[Data listing]
Start

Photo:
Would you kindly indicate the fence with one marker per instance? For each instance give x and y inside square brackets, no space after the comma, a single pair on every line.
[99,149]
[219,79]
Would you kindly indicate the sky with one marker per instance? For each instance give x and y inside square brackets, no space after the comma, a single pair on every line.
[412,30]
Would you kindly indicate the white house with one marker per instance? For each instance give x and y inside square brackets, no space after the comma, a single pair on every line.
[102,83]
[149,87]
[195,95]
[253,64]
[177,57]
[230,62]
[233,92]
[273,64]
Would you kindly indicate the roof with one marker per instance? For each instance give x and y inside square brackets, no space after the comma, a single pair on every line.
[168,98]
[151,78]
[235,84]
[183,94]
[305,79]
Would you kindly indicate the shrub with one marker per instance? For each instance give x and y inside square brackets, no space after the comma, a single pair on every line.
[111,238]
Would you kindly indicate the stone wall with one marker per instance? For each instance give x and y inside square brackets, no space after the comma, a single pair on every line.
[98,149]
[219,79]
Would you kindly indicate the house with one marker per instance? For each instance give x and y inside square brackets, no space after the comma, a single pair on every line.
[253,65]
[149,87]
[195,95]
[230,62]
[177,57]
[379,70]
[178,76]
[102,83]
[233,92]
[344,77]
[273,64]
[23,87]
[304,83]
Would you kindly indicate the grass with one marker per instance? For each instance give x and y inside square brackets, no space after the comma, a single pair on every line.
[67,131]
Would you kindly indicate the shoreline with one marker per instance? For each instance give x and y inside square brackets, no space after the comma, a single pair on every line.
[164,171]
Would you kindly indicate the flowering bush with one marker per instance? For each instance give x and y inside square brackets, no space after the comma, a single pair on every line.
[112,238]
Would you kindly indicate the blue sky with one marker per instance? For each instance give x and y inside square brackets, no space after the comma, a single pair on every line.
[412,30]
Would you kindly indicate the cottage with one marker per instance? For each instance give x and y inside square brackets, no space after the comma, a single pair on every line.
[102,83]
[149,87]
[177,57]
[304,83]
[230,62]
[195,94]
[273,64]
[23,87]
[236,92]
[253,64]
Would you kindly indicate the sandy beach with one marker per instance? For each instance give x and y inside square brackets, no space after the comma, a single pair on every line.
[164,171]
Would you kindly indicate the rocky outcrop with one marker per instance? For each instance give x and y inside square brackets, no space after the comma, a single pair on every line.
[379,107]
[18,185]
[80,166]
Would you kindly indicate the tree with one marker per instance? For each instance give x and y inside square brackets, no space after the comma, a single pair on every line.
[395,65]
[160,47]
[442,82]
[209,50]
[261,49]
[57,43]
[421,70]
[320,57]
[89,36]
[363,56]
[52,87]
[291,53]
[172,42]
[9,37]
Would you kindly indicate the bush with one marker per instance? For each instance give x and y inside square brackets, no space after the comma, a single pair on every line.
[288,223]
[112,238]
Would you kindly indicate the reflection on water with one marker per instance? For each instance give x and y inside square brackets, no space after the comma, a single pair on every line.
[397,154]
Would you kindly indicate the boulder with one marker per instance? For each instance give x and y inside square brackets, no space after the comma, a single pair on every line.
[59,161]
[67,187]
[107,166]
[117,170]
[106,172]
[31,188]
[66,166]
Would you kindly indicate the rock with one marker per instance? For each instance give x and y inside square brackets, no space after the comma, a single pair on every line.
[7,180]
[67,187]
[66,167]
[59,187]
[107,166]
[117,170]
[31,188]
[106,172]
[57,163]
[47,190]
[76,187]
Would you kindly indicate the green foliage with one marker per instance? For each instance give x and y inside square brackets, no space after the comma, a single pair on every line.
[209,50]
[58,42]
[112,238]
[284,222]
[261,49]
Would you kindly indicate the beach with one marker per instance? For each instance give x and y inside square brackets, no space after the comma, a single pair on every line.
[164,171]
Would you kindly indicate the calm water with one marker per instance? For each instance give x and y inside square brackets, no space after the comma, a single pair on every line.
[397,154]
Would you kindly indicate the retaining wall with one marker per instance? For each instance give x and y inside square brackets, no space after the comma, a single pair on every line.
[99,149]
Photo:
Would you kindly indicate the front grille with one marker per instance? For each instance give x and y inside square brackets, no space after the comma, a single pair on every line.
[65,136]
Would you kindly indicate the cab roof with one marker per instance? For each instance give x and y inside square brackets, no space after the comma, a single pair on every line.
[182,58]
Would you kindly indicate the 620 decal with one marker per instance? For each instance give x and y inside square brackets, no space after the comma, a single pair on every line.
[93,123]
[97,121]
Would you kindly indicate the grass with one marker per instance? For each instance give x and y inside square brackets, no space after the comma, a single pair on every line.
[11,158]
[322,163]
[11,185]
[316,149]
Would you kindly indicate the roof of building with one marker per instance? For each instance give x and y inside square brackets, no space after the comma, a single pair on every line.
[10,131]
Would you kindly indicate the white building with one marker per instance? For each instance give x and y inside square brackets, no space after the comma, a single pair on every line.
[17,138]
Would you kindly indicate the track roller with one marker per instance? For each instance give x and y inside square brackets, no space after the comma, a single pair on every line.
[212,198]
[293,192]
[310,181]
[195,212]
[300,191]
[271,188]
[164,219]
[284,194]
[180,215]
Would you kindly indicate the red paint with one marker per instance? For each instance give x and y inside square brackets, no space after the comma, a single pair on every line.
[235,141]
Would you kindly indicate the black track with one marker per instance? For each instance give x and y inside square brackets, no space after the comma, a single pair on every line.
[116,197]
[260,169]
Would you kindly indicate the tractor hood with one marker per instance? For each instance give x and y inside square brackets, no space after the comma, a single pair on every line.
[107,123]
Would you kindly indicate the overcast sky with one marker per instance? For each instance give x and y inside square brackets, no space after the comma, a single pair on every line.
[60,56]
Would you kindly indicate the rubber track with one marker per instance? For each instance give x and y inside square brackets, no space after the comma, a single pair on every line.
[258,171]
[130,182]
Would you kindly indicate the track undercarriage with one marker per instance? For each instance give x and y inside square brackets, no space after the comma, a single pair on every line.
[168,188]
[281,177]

End

Nothing may be left out: return each entry exactly as it reads.

Photo:
Would you kindly indicate the fence with one marker per instance? For each instance give x and y inside square brackets, no space after the comma, a single pair on every line.
[99,149]
[219,79]
Would you kindly indicate the sky with one marker per instance? For each instance give x and y inside square brackets, no space after the comma, a single pair on every line.
[412,30]
Would you kindly indicate the white house with one marker per instance? For each instance give x and y inside square brackets, no space after the comma, a single pair on every line.
[102,83]
[149,87]
[195,95]
[253,64]
[177,57]
[230,62]
[233,92]
[273,64]
Would you kindly indicate the roof with one marker per instance? For each instance give x and y inside square brackets, no space after the comma, a single pair on every line.
[168,98]
[151,78]
[235,84]
[183,94]
[305,79]
Would you kindly indicate the shrub with one marker per instance? For each instance give x and y inside square brackets, no space after the comma, a single pair on every line.
[111,238]
Would you kindly indicate the stone wall with one marker per instance? For each instance give x and y inside square brackets, no space after the comma, a single pair on every line.
[98,149]
[219,79]
Would you kindly indicate the house with one marker per instance? For each instance give x and y inside square brackets, no space after the comma, a single pair on every line.
[253,65]
[149,87]
[195,95]
[230,62]
[177,57]
[379,70]
[178,76]
[102,83]
[233,92]
[344,77]
[273,64]
[23,87]
[304,83]
Would you kindly indicate the grass with one marker per instance? For each instance give x and y inside square brackets, no space after the comma, a single pair on every line.
[67,131]
Would you kindly indicate the shoreline with one marker per instance? For each instance give x and y inside square brackets, no space after the comma, a single pair on every line.
[164,171]
Would you kindly indicate the flowering bush with one marker per instance? For each instance give x and y inside square brackets, no space after the comma, a single pair on every line.
[112,238]
Would you kindly indicate the blue sky with one marker per instance? For each instance give x and y inside square brackets, no space after the comma, a single pair on every line.
[412,30]
Would you kindly indicate the cottage with one marker per instance? For each instance give x and y inside square brackets, no space after the comma, a single pair on every line.
[102,83]
[149,87]
[177,57]
[304,83]
[230,62]
[195,94]
[273,64]
[23,87]
[236,92]
[253,64]
Would you kindly indicate the sandy beach with one marker per instance? For each instance give x and y inside square brackets, no space after the comma, a single pair on every line.
[164,171]
Would you kindly indicate the rocky outcrop with one marker per instance? For each instance give x and y inside square brackets, no space after the comma, a single pair on every line.
[379,107]
[18,185]
[80,166]
Would you kindly indicate the tree with one marker per instance? For each instance give x and y inside square brackets, no space after the comma, a single pair on every line.
[395,65]
[160,47]
[442,82]
[209,50]
[261,49]
[57,43]
[421,70]
[320,57]
[89,36]
[363,56]
[52,87]
[291,53]
[172,42]
[9,37]
Would you kindly indicate the bush with one marker per instance? For each instance give x and y inside square brackets, no space after the comma, a single pair on every line.
[288,223]
[112,238]
Would you kindly indicate the reflection on water with one marker per instance? For each instance give x and y inside square brackets, no space after the comma, a single pair on every line.
[397,154]
Would you kindly indicate the boulder with one marker per instance? For each instance give x and y inside square brackets, no space after the comma, a single pair on every line.
[59,161]
[67,187]
[107,166]
[117,170]
[106,172]
[31,188]
[66,166]
Would you kindly indicate the rock with one marker per instance? For each instance give x and y inside square brackets, no space after the comma, a single pair on every line.
[7,180]
[67,187]
[66,167]
[59,187]
[107,166]
[117,170]
[31,188]
[106,172]
[57,163]
[47,190]
[76,187]
Would you kindly indicate the green foliage with one marker per instance? For each instance give x and y inside square brackets, no space after the comma, a single pair on every line.
[209,50]
[58,42]
[112,238]
[284,222]
[261,49]
Would you kindly indicate the beach with one marker per instance? For each instance give x and y inside square brackets, no space after the comma, a single pair on every line.
[164,171]
Would you kindly indicate the calm water with one marker per instance? For each instance give x and y inside square brackets, no space after the comma, a single pair on every line.
[397,154]
Would you kindly indicate the retaining wall with one marker per instance? For each instance give x and y inside square brackets, no space after the comma, a single pair on every line.
[99,149]
Photo:
Would you kindly indicate the front grille with one marker per instance? For each instance give x and y inside square brackets, no space after the comma, a single pair on every line.
[65,136]
Would you kindly indicate the cab roof with one marker per instance? For each instance give x and y inside square brackets, no space after the comma, a single pair on every line.
[182,58]
Would you kindly indicate the 620 decal with one marker per instance? For each instance give x and y inside square brackets, no space after the comma, a single pair on every line.
[93,123]
[97,121]
Would you kindly indicate the grass with one marker per instance? For each instance give x and y inside square brackets, no space after the comma, a single pair on every line.
[11,158]
[322,163]
[11,185]
[316,149]
Would you kindly indicate the roof of building with one marker per instance? For each instance give x and y inside square brackets, no space after the comma, a single pair on every line.
[10,131]
Would you kindly indicate the white building with one marker per instance? For each instance give x and y inside square brackets, no space after the comma, a single pair on every line.
[17,138]
Would you kindly indicate the track roller with one marker per instance? For each instance give x and y inside square brackets, no space after the comma, a single pair on every line.
[212,198]
[293,192]
[310,181]
[195,212]
[300,191]
[271,188]
[164,219]
[284,194]
[180,215]
Would you kindly indicate the red paint with one marker per instance? For each instance give x and y inside square brackets, no space after the comma, a single pair on every line.
[235,141]
Would you kindly indicate the black track with one marker per instance? For each instance give x and y inside square brackets, no space after the comma, a single pair on every line.
[116,197]
[260,169]
Would you kindly indicate the tractor hood with one marker per instance? For each instance give x and y inside square brackets, no space after the comma, a single pair on every line.
[107,123]
Would you kindly indicate the overcast sky with one marker per instance? For each instance give x and y inside square brackets, no space after the comma, a single pair on every line.
[60,56]
Would you kindly indicate the rubber track with one marker per instance? For each instance give x and y inside square brackets, no space after the comma, a single pair on every line.
[258,171]
[130,182]
Would you kindly indicate the track undercarriage with one marker per instance? For each instance give x and y inside square brackets, no space after the comma, a single pair on every line.
[168,188]
[281,177]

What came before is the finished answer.